26 Fevereiro 2019
"Indubitavelmente, a viabilidade do ‘Green New Deal’ requer a adoção da perspectiva do decrescimento das atividades antrópicas, o combate ao consumismo e a defesa dos ecossistemas e da biodiversidade, pois sem ECOlogia não há ECOnomia. Buscar conciliar o lado social com o lado ambiental é uma atitude correta, mas nos últimos dois séculos o enriquecimento humano aconteceu às custas do empobrecimento da natureza", escreve José Eustáquio Diniz Alves, doutor em demografia e professor titular do mestrado e doutorado em População, Território e Estatísticas Públicas da Escola Nacional de Ciências Estatísticas – ENCE/IBGE, em artigo publicado por EcoDebate, 25-02-2019.
O tempo é curto e o Planeta requer muito mais do que boas intenções e propostas políticas de crescimento econômico verde.
O ‘New Deal’, originalmente, foi o nome dado ao programa de salvação econômica que o presidente dos Estados Unidos, Franklin Delano Roosevelt, implementou entre 1933 e 1937 para combater o desemprego e a pobreza gerados pela grande depressão ocorrida após a quebra da bolsa de Nova Iorque, em 1929. O estadista Roosevelt desafiou o pensamento convencional e os dogmas da ortodoxia econômica para implementar políticas keynesianas, antes mesmo da divulgação da obra magna de John Maynard Keynes, que defendia o crescimento econômico com pleno emprego e justiça social.
Agora, em 2019, surge o “Green New Deal” (New Deal Verde), que é um plano – arquitetado de forma inédita pela ala democrata e progressista do novo Congresso americano – para tentar salvar a vida do Planeta de uma catástrofe sem precedentes que já se vislumbra no horizonte, em função dos efeitos deletérios da degradação ecológica e do aquecimento global.
No dia 07 de fevereiro de 2019, a deputada Alexandria Ocasio-Cortez e o senador Ed Markey, junto com outras lideranças do Partido Democrata, dos Estados Unidos, apresentaram um projeto sobre o “Green New Deal”, delineando um plano ambiental para criar uma economia mais amiga do meio ambiente e de baixo carbono nos EUA, até 2030.
A resolução apresentada propõe ações multissetoriais para o combate à mudança do clima, incluindo uma meta para converter a demanda energética dos EUA em algo próximo de 100% de fontes de energia limpa, renovável e com emissões zero de dióxido de carbono.
A proposta vislumbra um novo modelo econômico que possibilite tirar os Estados Unidos do ranking de países mais poluentes do mundo. A resolução, que pode ser entendida como um projeto de lei, permite que os legisladores que apoiam uma nova visão de mundo, ambientalmente sustentável, divulguem projetos no sentido de promover a transição energética e ambiental.
A proposta foi construída de forma a unir as questões sociais e ecológicas, de acordo com aquilo que os ambientalistas e os movimentos sociais vêm defendendo no sentido de implementar reformas profundas nas políticas sociais e ambientais dos EUA.

- Dados
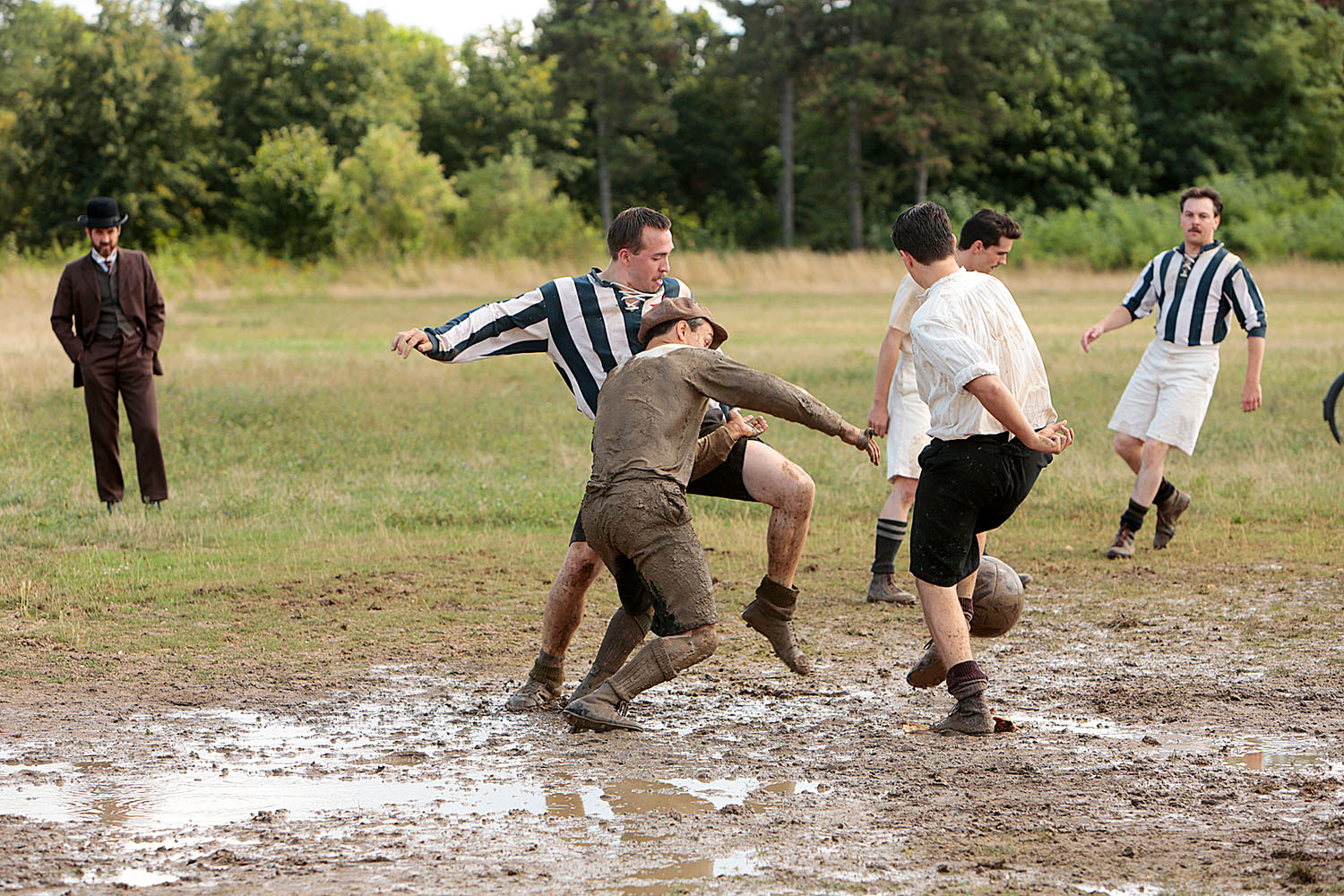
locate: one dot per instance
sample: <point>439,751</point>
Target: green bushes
<point>1271,218</point>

- Enunciado
Segundo o trecho sobre o Green New Deal, em que período Franklin Delano Roosevelt implementou o programa original do New Deal?

- Resolução do exercício
Entre 1933 e 1937.